## begin Data to use

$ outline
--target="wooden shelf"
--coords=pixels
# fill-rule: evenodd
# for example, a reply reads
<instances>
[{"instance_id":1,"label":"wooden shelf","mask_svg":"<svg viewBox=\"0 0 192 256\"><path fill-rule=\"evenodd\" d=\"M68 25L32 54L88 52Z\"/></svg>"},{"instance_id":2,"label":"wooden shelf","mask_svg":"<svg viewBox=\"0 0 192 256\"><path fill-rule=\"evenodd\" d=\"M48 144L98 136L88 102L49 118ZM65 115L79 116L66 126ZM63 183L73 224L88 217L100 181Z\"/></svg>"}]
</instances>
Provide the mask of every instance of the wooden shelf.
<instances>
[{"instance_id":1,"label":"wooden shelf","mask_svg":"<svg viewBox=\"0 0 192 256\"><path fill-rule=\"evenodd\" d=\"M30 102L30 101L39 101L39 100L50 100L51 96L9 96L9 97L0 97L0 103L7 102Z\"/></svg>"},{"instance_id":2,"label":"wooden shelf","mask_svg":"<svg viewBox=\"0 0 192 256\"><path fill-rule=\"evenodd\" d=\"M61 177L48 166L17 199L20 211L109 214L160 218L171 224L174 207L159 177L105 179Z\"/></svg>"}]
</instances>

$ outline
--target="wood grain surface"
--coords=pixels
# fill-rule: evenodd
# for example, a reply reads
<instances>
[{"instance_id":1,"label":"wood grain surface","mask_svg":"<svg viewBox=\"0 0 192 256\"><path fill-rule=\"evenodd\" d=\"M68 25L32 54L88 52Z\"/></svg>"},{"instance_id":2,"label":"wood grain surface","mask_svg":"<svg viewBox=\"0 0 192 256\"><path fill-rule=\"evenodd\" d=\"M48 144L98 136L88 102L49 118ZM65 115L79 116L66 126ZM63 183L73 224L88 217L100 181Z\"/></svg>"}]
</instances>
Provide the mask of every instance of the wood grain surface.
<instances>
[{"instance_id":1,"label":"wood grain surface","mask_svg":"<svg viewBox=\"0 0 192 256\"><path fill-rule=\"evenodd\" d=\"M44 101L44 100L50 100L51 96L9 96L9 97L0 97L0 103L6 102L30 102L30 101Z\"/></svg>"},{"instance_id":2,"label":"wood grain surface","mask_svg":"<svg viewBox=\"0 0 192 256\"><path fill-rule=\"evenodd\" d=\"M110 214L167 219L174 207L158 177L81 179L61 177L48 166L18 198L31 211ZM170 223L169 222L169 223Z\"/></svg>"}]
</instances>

## end Data to use

> _Directions for this task_
Convert the records above into a Markdown table with the columns Row and Record line, giving each non-blank line its own numbered row.

> _Solution to this problem_
| Row | Record line |
|---|---|
| 1 | $ outline |
| 2 | --target="wooden shelf" |
| 3 | --coords=pixels |
| 4 | # fill-rule: evenodd |
| 5 | # for example, a reply reads |
| 6 | <instances> |
| 7 | [{"instance_id":1,"label":"wooden shelf","mask_svg":"<svg viewBox=\"0 0 192 256\"><path fill-rule=\"evenodd\" d=\"M68 25L32 54L88 52Z\"/></svg>"},{"instance_id":2,"label":"wooden shelf","mask_svg":"<svg viewBox=\"0 0 192 256\"><path fill-rule=\"evenodd\" d=\"M48 144L98 136L88 102L49 118ZM65 115L79 116L66 126ZM63 183L73 224L88 217L100 181Z\"/></svg>"}] |
| 8 | </instances> |
| 9 | Provide the mask of every instance of the wooden shelf. |
| 10 | <instances> |
| 11 | [{"instance_id":1,"label":"wooden shelf","mask_svg":"<svg viewBox=\"0 0 192 256\"><path fill-rule=\"evenodd\" d=\"M30 102L30 101L39 101L39 100L50 100L51 96L9 96L9 97L0 97L0 103L7 102Z\"/></svg>"},{"instance_id":2,"label":"wooden shelf","mask_svg":"<svg viewBox=\"0 0 192 256\"><path fill-rule=\"evenodd\" d=\"M61 177L48 166L17 199L20 211L109 214L160 218L171 224L174 207L159 177L105 179Z\"/></svg>"}] |
| 12 | </instances> |
| 13 | $ outline |
| 14 | --target="wood grain surface" |
| 15 | --coords=pixels |
| 16 | # fill-rule: evenodd |
| 17 | # for example, a reply reads |
| 18 | <instances> |
| 19 | [{"instance_id":1,"label":"wood grain surface","mask_svg":"<svg viewBox=\"0 0 192 256\"><path fill-rule=\"evenodd\" d=\"M68 25L32 54L88 52Z\"/></svg>"},{"instance_id":2,"label":"wood grain surface","mask_svg":"<svg viewBox=\"0 0 192 256\"><path fill-rule=\"evenodd\" d=\"M48 144L98 136L88 102L49 118ZM65 115L79 116L66 126ZM63 183L73 224L88 217L100 181Z\"/></svg>"}] |
| 20 | </instances> |
| 21 | Provide the mask of every instance of the wood grain surface. |
| 22 | <instances> |
| 23 | [{"instance_id":1,"label":"wood grain surface","mask_svg":"<svg viewBox=\"0 0 192 256\"><path fill-rule=\"evenodd\" d=\"M44 101L44 100L50 100L51 96L9 96L9 97L0 97L0 103L6 102L30 102L30 101Z\"/></svg>"},{"instance_id":2,"label":"wood grain surface","mask_svg":"<svg viewBox=\"0 0 192 256\"><path fill-rule=\"evenodd\" d=\"M110 214L167 219L174 207L158 177L81 179L61 177L48 166L18 198L31 211ZM170 223L169 222L169 223Z\"/></svg>"}] |
| 24 | </instances> |